━━━━━ Raw records

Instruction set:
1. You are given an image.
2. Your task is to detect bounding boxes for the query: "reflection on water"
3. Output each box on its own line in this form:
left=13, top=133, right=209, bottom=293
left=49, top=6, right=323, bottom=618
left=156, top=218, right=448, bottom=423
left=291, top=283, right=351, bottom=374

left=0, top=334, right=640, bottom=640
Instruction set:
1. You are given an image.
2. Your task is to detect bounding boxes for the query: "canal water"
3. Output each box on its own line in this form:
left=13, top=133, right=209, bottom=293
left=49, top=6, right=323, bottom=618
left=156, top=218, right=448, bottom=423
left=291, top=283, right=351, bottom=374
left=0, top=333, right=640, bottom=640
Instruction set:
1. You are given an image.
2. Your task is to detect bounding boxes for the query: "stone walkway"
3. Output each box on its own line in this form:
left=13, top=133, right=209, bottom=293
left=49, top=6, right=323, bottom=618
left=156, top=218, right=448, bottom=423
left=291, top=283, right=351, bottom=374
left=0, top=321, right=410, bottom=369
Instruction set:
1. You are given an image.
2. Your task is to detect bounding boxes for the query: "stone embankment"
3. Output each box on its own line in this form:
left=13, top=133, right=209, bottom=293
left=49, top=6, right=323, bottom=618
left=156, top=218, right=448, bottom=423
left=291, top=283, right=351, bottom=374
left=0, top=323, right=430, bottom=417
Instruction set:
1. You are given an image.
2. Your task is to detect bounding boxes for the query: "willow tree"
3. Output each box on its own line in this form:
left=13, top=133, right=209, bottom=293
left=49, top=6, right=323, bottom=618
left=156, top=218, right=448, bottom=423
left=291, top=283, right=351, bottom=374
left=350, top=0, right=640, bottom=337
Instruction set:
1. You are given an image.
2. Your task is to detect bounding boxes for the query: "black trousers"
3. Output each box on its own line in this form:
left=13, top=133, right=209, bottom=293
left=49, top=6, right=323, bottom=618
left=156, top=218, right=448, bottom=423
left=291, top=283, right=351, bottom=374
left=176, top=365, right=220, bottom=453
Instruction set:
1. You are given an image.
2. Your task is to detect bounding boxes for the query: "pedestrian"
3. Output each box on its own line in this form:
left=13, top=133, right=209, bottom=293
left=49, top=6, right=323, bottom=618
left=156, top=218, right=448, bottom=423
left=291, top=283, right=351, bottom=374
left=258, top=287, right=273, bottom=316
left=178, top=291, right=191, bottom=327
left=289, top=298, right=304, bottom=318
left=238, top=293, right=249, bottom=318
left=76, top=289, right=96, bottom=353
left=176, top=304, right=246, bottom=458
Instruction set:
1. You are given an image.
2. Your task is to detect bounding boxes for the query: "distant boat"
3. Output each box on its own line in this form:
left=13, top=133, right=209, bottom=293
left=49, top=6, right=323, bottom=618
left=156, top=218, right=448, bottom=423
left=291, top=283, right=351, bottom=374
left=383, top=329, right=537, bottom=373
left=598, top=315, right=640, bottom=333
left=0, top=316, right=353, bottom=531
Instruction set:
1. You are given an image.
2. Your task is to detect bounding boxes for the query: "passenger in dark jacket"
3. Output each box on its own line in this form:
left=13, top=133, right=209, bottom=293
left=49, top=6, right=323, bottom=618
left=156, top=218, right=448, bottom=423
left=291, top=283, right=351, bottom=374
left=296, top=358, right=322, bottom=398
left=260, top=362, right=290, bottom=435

━━━━━━━━━━

Written instruction
Reproduce all of the data above, substituting "Directions" for every occurrence of "Instruction set". Leave everything else as it is.

Exercise response
Directions:
1. You are given an image.
2. Your task is to detect bounding boxes for the query: "reflection on water"
3. Output each box on its own line in this form:
left=13, top=133, right=209, bottom=293
left=49, top=6, right=323, bottom=618
left=156, top=218, right=448, bottom=423
left=291, top=283, right=351, bottom=374

left=0, top=334, right=640, bottom=640
Directions:
1. You are given an image.
2. Your task is to detect bounding boxes for the query: "canal water"
3. Output each box on its own line in this form:
left=13, top=133, right=209, bottom=293
left=49, top=6, right=323, bottom=618
left=156, top=218, right=448, bottom=423
left=291, top=283, right=351, bottom=374
left=0, top=333, right=640, bottom=640
Directions:
1. You are given an image.
2. Your task is to detect bounding boxes for the query: "stone walkway"
3. Output each box on its own line in this form:
left=13, top=133, right=209, bottom=293
left=49, top=6, right=323, bottom=618
left=156, top=218, right=448, bottom=423
left=291, top=283, right=351, bottom=374
left=0, top=321, right=410, bottom=369
Directions:
1. You are given an image.
2. Your task is to detect bounding boxes for the query: "stone embankment"
3. Output each box on its own line in this form:
left=13, top=133, right=209, bottom=293
left=49, top=6, right=323, bottom=618
left=156, top=218, right=448, bottom=423
left=291, top=283, right=351, bottom=374
left=0, top=323, right=430, bottom=417
Directions:
1. You are given an image.
2. Your task is to detect bounding boxes for the query: "willow tree"
3. Output each box on its own line in this form:
left=13, top=133, right=209, bottom=293
left=49, top=6, right=323, bottom=618
left=156, top=218, right=448, bottom=423
left=291, top=283, right=351, bottom=374
left=350, top=0, right=640, bottom=337
Directions:
1. You are given an image.
2. Your task is to detect bounding boxes for the query: "black trousers"
3. Output each box on its own line in this form:
left=13, top=133, right=209, bottom=293
left=49, top=6, right=323, bottom=618
left=156, top=218, right=448, bottom=423
left=291, top=283, right=351, bottom=374
left=176, top=365, right=220, bottom=453
Directions:
1. You are given an image.
2. Your task is to detect bounding boxes for the query: "pedestrian"
3. Output each box on its own line in this form:
left=13, top=133, right=209, bottom=293
left=49, top=6, right=323, bottom=618
left=156, top=218, right=448, bottom=423
left=291, top=283, right=351, bottom=374
left=258, top=287, right=273, bottom=316
left=178, top=291, right=191, bottom=327
left=289, top=298, right=304, bottom=318
left=238, top=293, right=249, bottom=318
left=76, top=289, right=96, bottom=353
left=176, top=304, right=246, bottom=458
Directions:
1. You are given an image.
2. Your task is to detect bounding boxes for the query: "distant boat"
3. Output each box on its own line in this form:
left=13, top=133, right=209, bottom=293
left=49, top=6, right=323, bottom=618
left=156, top=218, right=448, bottom=423
left=291, top=283, right=351, bottom=374
left=383, top=329, right=537, bottom=373
left=598, top=315, right=640, bottom=333
left=0, top=316, right=353, bottom=531
Directions:
1. You are given an image.
2. Your task is to detect bounding boxes for the query: "passenger in dark jacket"
3. Output each box on its own line in this form:
left=13, top=133, right=209, bottom=293
left=49, top=6, right=323, bottom=618
left=156, top=218, right=448, bottom=423
left=291, top=283, right=351, bottom=374
left=296, top=358, right=322, bottom=398
left=260, top=362, right=290, bottom=435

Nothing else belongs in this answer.